> [Exercise task]:
Output the material below in full, exactly as it is.
++++++
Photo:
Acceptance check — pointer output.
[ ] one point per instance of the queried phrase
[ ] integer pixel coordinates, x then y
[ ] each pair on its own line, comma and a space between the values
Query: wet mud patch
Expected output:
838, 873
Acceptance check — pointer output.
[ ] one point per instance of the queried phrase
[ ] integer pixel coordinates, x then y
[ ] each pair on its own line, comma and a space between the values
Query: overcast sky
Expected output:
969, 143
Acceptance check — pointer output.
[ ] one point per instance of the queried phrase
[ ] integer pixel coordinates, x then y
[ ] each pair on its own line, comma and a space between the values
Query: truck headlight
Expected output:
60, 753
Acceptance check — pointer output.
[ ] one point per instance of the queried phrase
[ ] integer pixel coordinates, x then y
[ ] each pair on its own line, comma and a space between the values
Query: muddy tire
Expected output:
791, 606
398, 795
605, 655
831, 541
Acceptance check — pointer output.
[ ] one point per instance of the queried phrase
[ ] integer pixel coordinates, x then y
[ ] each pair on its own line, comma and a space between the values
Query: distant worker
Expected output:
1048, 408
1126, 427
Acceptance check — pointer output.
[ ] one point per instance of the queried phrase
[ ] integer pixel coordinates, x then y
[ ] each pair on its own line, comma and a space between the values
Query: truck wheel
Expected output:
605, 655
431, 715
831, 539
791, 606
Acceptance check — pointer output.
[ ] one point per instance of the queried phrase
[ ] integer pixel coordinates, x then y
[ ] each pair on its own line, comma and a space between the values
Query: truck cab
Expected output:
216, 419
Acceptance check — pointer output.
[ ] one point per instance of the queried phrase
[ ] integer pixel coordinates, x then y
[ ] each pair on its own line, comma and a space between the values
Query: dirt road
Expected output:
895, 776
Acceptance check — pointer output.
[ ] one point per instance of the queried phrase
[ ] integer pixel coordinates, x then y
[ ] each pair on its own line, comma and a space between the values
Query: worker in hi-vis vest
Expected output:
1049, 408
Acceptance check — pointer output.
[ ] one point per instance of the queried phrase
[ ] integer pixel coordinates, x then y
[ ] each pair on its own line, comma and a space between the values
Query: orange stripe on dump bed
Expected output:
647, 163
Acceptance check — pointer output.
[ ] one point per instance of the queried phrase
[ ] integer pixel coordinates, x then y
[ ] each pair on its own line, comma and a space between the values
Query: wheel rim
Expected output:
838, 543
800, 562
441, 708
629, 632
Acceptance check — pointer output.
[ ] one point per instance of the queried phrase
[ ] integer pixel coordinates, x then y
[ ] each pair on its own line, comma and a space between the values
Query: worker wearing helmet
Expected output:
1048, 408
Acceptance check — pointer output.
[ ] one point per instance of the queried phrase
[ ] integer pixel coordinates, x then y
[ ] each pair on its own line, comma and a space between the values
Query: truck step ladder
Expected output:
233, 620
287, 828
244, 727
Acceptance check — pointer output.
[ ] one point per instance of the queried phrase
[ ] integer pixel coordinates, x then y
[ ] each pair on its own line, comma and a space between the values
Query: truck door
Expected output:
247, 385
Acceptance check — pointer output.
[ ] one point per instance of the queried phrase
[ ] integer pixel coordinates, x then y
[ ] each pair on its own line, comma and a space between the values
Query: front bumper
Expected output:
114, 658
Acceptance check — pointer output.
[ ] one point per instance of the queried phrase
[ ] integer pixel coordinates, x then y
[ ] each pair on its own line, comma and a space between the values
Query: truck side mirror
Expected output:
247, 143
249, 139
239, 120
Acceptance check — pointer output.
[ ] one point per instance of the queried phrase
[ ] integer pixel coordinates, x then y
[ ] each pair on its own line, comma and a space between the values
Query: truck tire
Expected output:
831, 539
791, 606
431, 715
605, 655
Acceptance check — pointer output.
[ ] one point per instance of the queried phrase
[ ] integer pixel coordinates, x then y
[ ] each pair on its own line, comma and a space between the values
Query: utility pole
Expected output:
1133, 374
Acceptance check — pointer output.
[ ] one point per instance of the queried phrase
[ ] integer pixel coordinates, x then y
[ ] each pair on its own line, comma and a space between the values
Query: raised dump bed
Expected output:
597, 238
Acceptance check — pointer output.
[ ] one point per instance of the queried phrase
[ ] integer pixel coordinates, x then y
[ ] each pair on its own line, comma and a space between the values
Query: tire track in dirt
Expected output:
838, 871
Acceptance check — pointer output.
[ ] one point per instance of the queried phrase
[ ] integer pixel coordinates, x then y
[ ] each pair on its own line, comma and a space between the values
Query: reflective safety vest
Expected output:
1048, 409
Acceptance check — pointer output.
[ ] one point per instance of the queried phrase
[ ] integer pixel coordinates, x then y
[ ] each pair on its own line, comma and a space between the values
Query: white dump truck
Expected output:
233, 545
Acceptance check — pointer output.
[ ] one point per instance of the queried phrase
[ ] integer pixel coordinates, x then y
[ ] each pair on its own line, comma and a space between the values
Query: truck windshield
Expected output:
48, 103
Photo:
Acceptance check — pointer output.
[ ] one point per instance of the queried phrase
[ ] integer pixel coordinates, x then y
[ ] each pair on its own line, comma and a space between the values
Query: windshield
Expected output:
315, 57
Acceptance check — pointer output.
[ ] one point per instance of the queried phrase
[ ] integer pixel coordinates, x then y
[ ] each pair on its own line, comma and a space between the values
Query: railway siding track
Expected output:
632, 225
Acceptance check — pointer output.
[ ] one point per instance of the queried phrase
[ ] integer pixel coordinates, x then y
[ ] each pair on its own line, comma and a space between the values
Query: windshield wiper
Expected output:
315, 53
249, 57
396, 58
++++++
> [Answer to this task]:
Photo:
Acceptance check — pointer output.
[ ] one point per instance of the queried phrase
[ ] integer pixel coordinates, x then y
[ ] each pair on its own line, comma and a space between the values
Query: wet mud patch
Expected output:
838, 873
Acceptance check — pointer output.
[ ] one point per instance of the queried phrase
[ ] integer pixel coordinates, x then y
[ ] each pair on its own line, comma and a space between the values
Query: overcast sky
Expected output:
969, 143
Acceptance check — pointer output.
[ ] one point per instance of the queried phrase
[ ] integer pixel coordinates, x then y
[ ] each pair on its own line, comma and a space between the values
Query: truck headlight
Expected output:
60, 753
Acceptance check — pointer output.
[ ] one point per instance of the queried phrase
[ ] integer pixel coordinates, x then y
[ ] each pair on its own line, comma and a space between the values
Query: muddy tire
Expected output:
791, 606
398, 795
605, 655
831, 541
Acceptance check — pointer output.
[ ] one point per instance of the queried phrase
[ ] integer pixel coordinates, x then y
[ ] each pair on its own line, comma and a space between the values
Query: distant worker
Expected output:
1048, 408
1126, 427
Acceptance check — pointer output.
[ ] one point per instance of the queried phrase
[ ] integer pixel coordinates, x then y
[ ] each pair on its own line, comma and a space between the values
Query: truck wheel
Expected output:
605, 655
431, 715
831, 539
791, 606
Acceptance check — pointer output.
[ ] one point per instance of the queried phrase
[ ] integer pixel coordinates, x then y
[ ] each pair on its own line, comma and a space between the values
Query: truck cab
Expected output:
216, 419
Acceptance check — pointer output.
[ ] one point per instance of the queried phrase
[ ] integer pixel coordinates, x then y
[ ] each pair on its own line, comma and a space between the values
Query: dirt road
Expected output:
895, 776
Acceptance check — pointer output.
[ ] one point per instance of the queried phrase
[ ] integer pixel coordinates, x then y
[ ] each pair on its own line, comma and a space between the values
Query: worker in hi-vis vest
Expected output:
1049, 408
Acceptance check — pointer output.
[ ] one point per instance of the queried phrase
[ ] integer pixel coordinates, x then y
[ ] each pair on its own line, comma and a space between the values
Query: orange stripe on dump bed
Expected output:
647, 163
Acceptance check — pointer output.
[ ] one point per instance of the queried phrase
[ ] integer pixel coordinates, x then y
[ ] each pair on its own line, comma and a space between the values
Query: wheel rim
Expected output:
838, 543
800, 562
441, 708
629, 632
Acceptance check — pointer output.
[ ] one point per instance of the queried phrase
[ ] integer pixel coordinates, x then y
[ ] each pair on its own line, comma and a space between the values
Query: worker wearing helmet
Expected output:
1048, 408
Acceptance check — pointer output.
[ ] one point per instance of the queried phrase
[ ] integer pixel coordinates, x then y
[ ] each pair on its own line, comma and a space between the values
Query: truck step ladder
Expected output:
233, 620
287, 828
244, 727
Acceptance check — pointer output.
[ ] one point per instance of the queried phrase
[ ] integer pixel coordinates, x then y
[ ] each pair on its own line, comma and a space between the values
Query: truck door
Expected output:
247, 385
Acceptance check — pointer output.
[ ] one point per instance of the queried phrase
[ ] integer pixel coordinates, x then y
[ ] each pair on its own line, comma and a space between the values
Query: front bumper
Expected output:
114, 658
Acceptance check — pointer output.
[ ] one point per instance of the queried phrase
[ ] integer pixel coordinates, x then y
[ ] each pair on its own line, comma and a space between the values
Query: truck side mirror
Expected output:
247, 143
249, 139
239, 120
Acceptance check — pointer output.
[ ] one point per instance of the queried phrase
[ ] integer pixel coordinates, x then y
[ ] each pair on its own line, comma and a space between the values
Query: truck tire
Expected output:
831, 539
791, 606
431, 715
605, 655
Acceptance check — pointer output.
[ ] one point per instance of the queried phrase
[ ] integer pixel coordinates, x then y
[ ] each pair on its own line, comma and a space between the values
Query: utility pole
Expected output:
1133, 374
Acceptance check — pointer output.
[ ] one point per instance of the queried phrase
[ ] integer pixel coordinates, x then y
[ ] each pair on its own line, comma and a space between the values
Query: raised dump bed
Expected output:
597, 238
Acceptance check — pointer output.
[ ] one point per instance of the queried phrase
[ ] integer pixel coordinates, x then y
[ ] each pair on its own line, comma and a space between the values
Query: tire track in dirt
Expected output:
838, 871
Acceptance check — pointer output.
[ ] one point per instance of the queried phrase
[ ] integer pixel coordinates, x then y
[ ] each pair on its own line, comma and a space between the values
Query: reflective safety vest
Expected output:
1048, 409
Acceptance check — pointer output.
[ ] one point per instance of the queried phrase
[ ] integer pixel coordinates, x then y
[ ] each pair on its own line, comma and a space between the values
Query: white dump truck
Expected output:
233, 545
Acceptance check — pointer output.
[ ] one point per instance of the queried phrase
[ ] integer pixel coordinates, x then y
[ ] each pair on its own line, comma and a space between the values
Query: truck windshield
Expected output:
48, 103
Photo:
Acceptance check — pointer output.
[ ] one point per instance of the queried phrase
[ ] integer pixel coordinates, x then y
[ ] each pair on its own line, comma and a space between the values
Query: windshield
Expected output:
315, 57
Acceptance check — pointer output.
[ ] one point per instance of the queried phrase
[ ] integer pixel coordinates, x then y
[ ] each pair on its own line, comma and a space between the values
Query: railway siding track
Expected output:
632, 225
Acceptance check — pointer output.
[ ] one point per instance of the queried phrase
[ ] integer pixel coordinates, x then y
[ ] each pair on its own line, comma and a space between the values
Query: windshield wiper
Expected output:
315, 53
249, 57
396, 58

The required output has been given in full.